__Set problem__: Copy the records starting with the line containing "If you could pin the distant structure" and going on through the end of the records, swapping "distant structure" for "far-off building" and changing nothing else. Leave the pictures out of your copy.

__Records for this task__:
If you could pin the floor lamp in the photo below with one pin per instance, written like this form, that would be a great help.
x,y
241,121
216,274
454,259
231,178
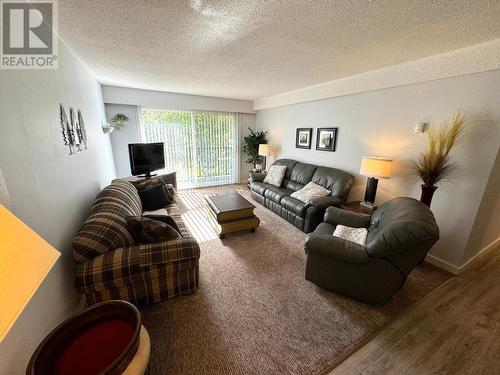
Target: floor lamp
x,y
374,168
265,151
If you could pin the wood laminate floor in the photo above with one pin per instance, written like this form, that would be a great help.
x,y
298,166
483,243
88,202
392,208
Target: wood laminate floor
x,y
454,330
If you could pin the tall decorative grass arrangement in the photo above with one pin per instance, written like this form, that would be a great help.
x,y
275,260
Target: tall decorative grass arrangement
x,y
435,166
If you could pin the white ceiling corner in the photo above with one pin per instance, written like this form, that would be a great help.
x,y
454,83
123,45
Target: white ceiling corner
x,y
245,49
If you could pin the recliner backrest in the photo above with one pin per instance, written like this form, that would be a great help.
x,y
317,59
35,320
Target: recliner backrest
x,y
401,224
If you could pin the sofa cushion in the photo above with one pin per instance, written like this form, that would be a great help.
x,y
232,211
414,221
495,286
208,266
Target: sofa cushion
x,y
276,194
100,233
289,164
167,219
147,230
275,175
335,180
260,187
324,228
302,173
155,197
310,191
294,205
120,197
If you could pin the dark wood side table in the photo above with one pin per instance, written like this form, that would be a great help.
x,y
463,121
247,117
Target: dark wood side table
x,y
357,207
250,174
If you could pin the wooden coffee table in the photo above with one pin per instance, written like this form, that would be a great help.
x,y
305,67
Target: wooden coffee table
x,y
232,212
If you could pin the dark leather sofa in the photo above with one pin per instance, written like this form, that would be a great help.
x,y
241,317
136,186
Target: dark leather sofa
x,y
305,216
400,233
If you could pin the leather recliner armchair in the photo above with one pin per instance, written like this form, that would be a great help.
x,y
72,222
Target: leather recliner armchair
x,y
400,233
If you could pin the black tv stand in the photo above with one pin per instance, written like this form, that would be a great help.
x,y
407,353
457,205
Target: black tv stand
x,y
168,178
148,175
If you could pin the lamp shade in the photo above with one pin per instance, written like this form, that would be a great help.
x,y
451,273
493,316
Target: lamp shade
x,y
25,260
264,149
376,167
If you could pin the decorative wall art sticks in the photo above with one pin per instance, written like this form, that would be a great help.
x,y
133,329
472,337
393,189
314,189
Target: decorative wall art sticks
x,y
74,133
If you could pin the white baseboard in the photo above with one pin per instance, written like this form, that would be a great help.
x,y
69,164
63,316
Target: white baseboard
x,y
435,261
456,270
481,252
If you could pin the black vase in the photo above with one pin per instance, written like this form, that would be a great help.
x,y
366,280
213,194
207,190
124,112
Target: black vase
x,y
427,193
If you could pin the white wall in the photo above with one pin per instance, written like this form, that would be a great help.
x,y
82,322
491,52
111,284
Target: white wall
x,y
131,134
50,190
170,100
486,229
121,138
382,123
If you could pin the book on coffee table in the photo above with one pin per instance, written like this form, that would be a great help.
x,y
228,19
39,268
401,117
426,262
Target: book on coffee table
x,y
232,212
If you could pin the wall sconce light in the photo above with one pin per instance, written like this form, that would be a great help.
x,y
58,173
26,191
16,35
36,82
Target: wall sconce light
x,y
420,127
107,128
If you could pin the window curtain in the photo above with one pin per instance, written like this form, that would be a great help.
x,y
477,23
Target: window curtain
x,y
202,147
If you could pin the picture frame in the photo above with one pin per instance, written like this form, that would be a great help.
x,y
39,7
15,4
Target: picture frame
x,y
303,138
326,139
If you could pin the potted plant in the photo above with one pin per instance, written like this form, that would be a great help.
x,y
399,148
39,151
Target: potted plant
x,y
251,146
434,165
119,120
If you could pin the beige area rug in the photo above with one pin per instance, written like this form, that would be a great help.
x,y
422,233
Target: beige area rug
x,y
254,312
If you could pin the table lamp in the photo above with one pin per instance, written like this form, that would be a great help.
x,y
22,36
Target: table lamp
x,y
25,261
374,168
264,150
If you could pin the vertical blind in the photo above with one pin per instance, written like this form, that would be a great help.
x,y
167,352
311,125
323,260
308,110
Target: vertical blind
x,y
202,147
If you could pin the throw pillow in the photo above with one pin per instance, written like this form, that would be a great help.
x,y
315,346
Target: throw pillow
x,y
357,235
311,190
164,219
146,230
155,197
275,175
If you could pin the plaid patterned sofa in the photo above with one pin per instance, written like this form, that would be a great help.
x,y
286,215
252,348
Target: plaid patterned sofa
x,y
110,265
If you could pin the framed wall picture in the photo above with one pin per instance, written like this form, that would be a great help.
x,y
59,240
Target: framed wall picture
x,y
303,138
326,139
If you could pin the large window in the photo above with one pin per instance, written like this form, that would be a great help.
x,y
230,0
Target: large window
x,y
202,147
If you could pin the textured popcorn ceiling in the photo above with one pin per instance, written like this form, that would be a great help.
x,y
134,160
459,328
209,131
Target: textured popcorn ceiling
x,y
249,49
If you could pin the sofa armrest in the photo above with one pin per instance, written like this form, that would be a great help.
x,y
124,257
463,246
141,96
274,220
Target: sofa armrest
x,y
335,247
256,176
351,219
324,202
178,249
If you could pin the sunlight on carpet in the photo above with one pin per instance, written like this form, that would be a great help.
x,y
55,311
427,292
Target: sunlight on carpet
x,y
198,218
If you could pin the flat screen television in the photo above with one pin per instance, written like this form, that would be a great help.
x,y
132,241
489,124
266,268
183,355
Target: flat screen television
x,y
146,158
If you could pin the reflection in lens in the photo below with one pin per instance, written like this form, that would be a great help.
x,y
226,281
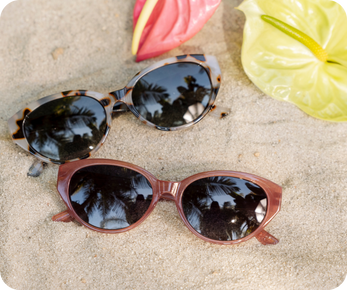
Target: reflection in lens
x,y
110,197
224,208
173,95
66,128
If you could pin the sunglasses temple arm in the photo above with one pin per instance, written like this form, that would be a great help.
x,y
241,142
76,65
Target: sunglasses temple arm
x,y
266,239
36,168
63,217
219,112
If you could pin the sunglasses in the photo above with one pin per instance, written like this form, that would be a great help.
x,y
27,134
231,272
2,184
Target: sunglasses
x,y
172,94
221,207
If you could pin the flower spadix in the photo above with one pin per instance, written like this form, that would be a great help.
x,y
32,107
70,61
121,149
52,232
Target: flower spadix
x,y
296,51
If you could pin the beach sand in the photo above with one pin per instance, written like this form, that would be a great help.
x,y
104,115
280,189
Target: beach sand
x,y
51,46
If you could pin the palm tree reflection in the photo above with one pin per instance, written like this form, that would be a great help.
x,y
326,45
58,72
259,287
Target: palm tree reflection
x,y
110,197
176,101
66,128
224,208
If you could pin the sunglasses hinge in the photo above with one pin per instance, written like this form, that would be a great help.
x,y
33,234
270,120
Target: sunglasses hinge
x,y
167,189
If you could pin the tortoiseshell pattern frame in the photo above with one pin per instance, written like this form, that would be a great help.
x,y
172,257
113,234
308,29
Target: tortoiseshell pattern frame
x,y
123,96
170,191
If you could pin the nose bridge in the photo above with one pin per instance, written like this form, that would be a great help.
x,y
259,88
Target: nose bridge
x,y
119,94
167,189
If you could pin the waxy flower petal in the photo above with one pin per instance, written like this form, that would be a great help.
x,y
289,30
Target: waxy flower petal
x,y
170,23
287,69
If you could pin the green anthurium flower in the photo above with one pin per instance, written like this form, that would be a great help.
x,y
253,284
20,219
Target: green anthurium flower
x,y
297,51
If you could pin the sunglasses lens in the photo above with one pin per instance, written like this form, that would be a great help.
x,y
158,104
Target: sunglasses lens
x,y
66,128
110,197
173,95
224,208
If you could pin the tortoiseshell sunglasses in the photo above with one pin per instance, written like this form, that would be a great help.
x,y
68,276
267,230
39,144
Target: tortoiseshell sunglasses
x,y
172,94
222,207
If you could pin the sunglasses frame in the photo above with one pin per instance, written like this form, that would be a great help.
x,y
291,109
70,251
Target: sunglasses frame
x,y
124,96
170,191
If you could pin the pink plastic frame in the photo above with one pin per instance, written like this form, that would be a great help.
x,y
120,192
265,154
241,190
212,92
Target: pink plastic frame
x,y
170,191
17,121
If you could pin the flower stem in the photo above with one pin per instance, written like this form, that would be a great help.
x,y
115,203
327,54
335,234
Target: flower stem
x,y
316,49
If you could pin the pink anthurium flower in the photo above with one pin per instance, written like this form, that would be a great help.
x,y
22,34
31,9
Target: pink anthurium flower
x,y
161,25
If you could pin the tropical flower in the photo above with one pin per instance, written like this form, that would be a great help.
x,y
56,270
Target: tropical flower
x,y
296,51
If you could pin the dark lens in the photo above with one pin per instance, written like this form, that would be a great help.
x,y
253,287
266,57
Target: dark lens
x,y
173,95
110,197
224,208
66,128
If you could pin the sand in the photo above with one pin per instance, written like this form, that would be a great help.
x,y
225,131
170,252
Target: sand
x,y
52,46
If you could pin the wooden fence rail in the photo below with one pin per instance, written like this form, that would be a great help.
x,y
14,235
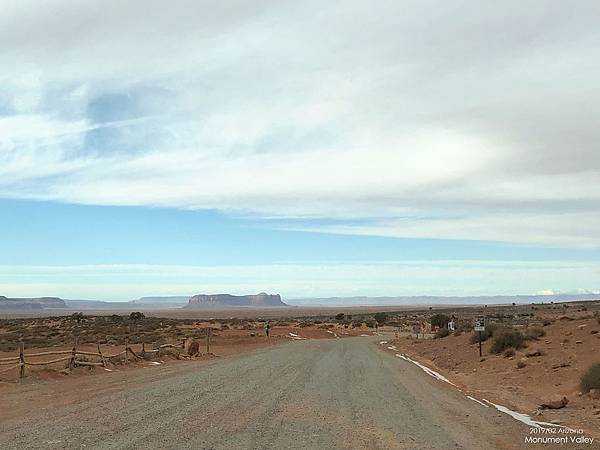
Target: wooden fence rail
x,y
20,361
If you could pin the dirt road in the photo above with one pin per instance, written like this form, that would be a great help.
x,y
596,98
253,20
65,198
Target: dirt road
x,y
317,394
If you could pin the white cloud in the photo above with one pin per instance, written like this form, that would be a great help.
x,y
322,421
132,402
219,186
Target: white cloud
x,y
429,120
125,282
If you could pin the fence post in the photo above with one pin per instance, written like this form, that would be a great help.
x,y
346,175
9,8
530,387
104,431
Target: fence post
x,y
208,333
101,356
73,355
21,359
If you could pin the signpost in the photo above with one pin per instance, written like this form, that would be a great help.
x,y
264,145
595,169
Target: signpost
x,y
479,326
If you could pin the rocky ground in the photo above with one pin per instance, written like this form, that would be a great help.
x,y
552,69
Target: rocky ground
x,y
548,369
305,394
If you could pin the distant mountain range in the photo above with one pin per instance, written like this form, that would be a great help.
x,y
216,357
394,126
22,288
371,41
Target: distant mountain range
x,y
217,301
31,304
439,300
262,300
177,299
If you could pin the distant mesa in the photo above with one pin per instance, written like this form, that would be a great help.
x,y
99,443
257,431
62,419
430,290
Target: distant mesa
x,y
216,301
31,304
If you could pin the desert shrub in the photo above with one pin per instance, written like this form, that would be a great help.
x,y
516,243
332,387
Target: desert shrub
x,y
136,316
380,317
77,317
509,352
442,332
534,333
590,379
465,325
490,329
507,339
439,320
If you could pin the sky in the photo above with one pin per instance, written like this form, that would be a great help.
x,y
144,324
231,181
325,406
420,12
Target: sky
x,y
305,148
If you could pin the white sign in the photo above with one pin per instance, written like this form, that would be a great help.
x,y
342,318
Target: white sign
x,y
479,324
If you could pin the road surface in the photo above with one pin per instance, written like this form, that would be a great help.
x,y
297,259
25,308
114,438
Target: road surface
x,y
313,394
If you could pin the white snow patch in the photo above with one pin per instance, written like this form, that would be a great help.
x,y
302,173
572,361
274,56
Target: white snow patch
x,y
515,415
475,400
527,420
426,369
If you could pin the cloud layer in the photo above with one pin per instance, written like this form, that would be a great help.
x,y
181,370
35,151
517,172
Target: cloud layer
x,y
422,119
129,281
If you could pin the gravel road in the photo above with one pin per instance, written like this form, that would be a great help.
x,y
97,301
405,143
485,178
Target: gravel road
x,y
313,394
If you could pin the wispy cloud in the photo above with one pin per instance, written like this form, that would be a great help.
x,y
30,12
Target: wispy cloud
x,y
125,281
447,121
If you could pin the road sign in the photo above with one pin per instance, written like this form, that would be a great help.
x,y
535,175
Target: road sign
x,y
479,324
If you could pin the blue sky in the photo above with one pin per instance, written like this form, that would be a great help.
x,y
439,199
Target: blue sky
x,y
121,253
413,148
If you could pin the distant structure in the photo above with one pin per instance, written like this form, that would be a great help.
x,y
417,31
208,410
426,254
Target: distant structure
x,y
262,300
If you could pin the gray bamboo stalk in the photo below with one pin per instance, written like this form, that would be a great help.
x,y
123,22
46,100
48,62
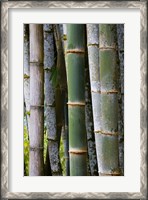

__Response__:
If you could pin the far-off building in the photo above with one pin per instance, written like this form, that would be a great help.
x,y
417,31
208,410
426,254
Target: far-off building
x,y
262,300
If you could pin the gray bamboo stalk in the photo below with one pin per instance, written like this form, that would be a great help.
x,y
123,22
46,100
48,62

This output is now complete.